:: MATERIALE FORNITO ::
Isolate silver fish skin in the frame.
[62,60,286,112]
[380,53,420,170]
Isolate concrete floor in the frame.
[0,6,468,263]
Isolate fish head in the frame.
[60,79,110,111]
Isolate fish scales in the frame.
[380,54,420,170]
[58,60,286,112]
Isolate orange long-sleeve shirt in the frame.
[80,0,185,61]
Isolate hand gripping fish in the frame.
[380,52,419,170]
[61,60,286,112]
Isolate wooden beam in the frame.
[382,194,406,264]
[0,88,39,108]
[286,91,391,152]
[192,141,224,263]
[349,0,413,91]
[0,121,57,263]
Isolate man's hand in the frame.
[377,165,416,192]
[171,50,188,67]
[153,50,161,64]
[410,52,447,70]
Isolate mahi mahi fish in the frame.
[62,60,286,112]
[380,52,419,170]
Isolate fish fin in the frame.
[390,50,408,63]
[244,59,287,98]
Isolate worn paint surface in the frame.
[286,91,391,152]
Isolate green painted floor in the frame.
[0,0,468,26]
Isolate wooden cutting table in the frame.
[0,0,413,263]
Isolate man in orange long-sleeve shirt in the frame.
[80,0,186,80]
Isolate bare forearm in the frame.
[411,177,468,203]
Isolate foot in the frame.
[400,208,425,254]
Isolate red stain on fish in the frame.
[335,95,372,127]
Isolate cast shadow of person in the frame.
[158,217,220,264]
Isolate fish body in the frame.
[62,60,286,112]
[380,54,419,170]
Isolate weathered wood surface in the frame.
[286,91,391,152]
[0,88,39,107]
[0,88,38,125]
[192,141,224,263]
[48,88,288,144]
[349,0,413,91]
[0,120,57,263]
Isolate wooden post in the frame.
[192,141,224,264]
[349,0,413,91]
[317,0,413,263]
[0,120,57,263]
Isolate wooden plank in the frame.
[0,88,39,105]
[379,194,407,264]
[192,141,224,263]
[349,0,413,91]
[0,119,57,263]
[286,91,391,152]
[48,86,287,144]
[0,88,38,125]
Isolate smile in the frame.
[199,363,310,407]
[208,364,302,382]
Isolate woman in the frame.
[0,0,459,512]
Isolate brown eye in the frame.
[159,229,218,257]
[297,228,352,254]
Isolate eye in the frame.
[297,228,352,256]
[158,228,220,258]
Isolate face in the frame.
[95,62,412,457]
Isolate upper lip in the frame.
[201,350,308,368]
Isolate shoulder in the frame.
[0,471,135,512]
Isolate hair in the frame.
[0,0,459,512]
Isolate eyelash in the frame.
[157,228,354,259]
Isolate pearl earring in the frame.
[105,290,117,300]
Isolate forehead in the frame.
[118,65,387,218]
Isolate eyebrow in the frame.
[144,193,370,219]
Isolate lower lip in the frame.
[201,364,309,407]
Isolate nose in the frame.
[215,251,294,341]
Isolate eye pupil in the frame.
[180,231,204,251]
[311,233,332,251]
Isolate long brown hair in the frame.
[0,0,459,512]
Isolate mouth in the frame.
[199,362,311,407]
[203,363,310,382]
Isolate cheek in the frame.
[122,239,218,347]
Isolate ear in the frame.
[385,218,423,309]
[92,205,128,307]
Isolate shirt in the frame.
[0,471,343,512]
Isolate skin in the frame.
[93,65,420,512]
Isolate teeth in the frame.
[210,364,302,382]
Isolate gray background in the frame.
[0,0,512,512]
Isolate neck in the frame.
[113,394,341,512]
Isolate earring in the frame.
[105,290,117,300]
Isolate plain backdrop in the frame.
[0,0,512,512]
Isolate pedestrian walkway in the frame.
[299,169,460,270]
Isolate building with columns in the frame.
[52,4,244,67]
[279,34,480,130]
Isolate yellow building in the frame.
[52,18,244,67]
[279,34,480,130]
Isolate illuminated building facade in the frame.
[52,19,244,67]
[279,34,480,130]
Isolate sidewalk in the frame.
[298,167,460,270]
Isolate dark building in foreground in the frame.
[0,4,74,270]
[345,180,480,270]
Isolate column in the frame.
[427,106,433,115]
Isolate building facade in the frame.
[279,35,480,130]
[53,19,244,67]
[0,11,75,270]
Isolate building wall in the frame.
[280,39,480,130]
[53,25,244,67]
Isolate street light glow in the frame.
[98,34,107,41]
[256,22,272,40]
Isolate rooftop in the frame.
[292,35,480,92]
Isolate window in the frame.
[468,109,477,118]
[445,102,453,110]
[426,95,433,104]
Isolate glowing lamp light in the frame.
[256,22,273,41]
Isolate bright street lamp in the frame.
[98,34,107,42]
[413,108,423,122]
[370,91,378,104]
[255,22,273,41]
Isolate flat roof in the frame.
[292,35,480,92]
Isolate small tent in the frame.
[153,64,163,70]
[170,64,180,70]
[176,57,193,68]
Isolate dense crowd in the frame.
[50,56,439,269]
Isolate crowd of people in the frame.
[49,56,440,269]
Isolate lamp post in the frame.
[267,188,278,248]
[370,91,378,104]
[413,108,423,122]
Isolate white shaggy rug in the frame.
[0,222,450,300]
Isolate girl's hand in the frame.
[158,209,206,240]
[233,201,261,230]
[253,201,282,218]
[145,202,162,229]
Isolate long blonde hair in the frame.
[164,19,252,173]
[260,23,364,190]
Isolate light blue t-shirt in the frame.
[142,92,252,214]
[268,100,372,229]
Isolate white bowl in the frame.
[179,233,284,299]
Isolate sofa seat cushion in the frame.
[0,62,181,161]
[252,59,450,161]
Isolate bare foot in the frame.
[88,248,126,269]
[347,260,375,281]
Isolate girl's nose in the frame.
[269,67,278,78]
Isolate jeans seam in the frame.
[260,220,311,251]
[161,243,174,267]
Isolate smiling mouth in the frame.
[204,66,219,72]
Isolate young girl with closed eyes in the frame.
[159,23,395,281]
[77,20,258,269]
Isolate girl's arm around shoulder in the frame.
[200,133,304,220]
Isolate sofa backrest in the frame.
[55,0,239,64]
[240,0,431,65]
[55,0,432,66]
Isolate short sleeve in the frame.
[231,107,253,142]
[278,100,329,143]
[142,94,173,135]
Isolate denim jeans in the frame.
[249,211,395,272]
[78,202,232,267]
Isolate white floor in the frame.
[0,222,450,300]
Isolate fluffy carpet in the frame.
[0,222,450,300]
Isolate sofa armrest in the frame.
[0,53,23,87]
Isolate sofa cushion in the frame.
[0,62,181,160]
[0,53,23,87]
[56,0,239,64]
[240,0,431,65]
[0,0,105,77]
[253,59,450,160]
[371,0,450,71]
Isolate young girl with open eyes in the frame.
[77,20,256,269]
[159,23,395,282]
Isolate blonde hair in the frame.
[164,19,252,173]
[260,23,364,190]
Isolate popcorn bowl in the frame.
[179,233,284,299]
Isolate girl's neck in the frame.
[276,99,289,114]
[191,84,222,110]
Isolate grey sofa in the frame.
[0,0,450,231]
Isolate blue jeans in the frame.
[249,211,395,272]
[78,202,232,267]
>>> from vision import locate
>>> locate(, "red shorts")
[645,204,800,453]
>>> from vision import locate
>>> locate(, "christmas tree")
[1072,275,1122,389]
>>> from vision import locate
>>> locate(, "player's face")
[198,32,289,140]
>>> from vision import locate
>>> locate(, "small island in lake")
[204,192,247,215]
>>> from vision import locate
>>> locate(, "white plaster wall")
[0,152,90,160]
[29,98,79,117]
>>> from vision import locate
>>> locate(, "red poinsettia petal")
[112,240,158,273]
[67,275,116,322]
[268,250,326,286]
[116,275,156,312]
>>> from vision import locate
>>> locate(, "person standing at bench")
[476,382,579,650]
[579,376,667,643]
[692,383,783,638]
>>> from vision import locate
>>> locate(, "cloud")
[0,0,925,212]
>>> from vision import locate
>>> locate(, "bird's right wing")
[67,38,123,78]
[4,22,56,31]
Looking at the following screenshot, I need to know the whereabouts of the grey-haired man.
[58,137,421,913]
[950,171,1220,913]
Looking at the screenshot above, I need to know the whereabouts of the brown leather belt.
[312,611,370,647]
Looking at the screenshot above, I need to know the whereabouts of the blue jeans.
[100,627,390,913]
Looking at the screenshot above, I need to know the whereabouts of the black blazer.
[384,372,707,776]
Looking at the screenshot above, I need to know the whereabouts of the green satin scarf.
:::
* [COMPITO SCRITTO]:
Sostituisci "whereabouts" con "location" nelle righe che vanno da quella che contiene "Looking at the following" fino all'ultima riga dei dati, entrambe incluse, e riscrivi solo queste righe lasciando invariato tutto il resto.

* [RISPOSTA CORRETTA]:
Looking at the following screenshot, I need to know the location of the grey-haired man.
[58,137,421,913]
[950,171,1220,913]
Looking at the screenshot above, I need to know the location of the brown leather belt.
[312,611,370,647]
Looking at the screenshot above, I need to know the location of the blue jeans.
[100,627,390,913]
Looking at the screenshot above, I need to know the location of the black blazer.
[384,372,707,776]
Looking at the screenshot above, I need to know the location of the green satin scarf.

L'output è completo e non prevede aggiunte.